== Aim of the exercise ==
Continue the news article about Steve Rowe's move to Marks & Spencer's clothing business, picking up after its final sentence.

== Selected passage ==

M&S veteran eyes top job as takes on clothing role
By James Davey
LONDON (Reuters) - Steve Rowe's switch from running Marks & Spencer's (MKS.L: Quote) food business to heading its general merchandise arm could make or break his chances of succeeding Marc Bolland as chief executive, arguably the most prestigious job in British retail.
Rowe has led the upmarket food division for three years, delivering 23 straight quarters of underlying sales growth and an outperformance of the wider industry, helping M&S post a first rise in profit in four years in 2014-15.
However his shift to general merchandise - the 131-year-old firm's flagship division, accounting for about two-thirds of profit - represents a significant step up. He faces the challenge of delivering the sustained rise in sales, along with profit margin gains, that will convince investors the M&S recovery is on track.

== Collected data ==
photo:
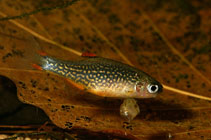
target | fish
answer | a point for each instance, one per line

== Solved exercise ==
The opportunity came his way when Britain's biggest clothing retailer announced on Thursday that John Dixon - who had been tipped as a possible successor to Bolland - had quit as executive director of general merchandise, a position he has held since 2012, to become a CEO elsewhere.
Rowe, who has been at M&S for more than 26 of his 47 years, and whose father Joe was an executive director until 2000, has made no secret of his desire for the top job, telling Reuters last year he would love to be CEO.
If he can replicate his food success in his new division, which spans clothing, shoes and homeware, he may get his chance and outmaneuver the claims to Bolland's job of Laura Wade-Gery, executive director multi-channel, and finance chief Helen Weir.
EXPERTS DIVIDED Continued...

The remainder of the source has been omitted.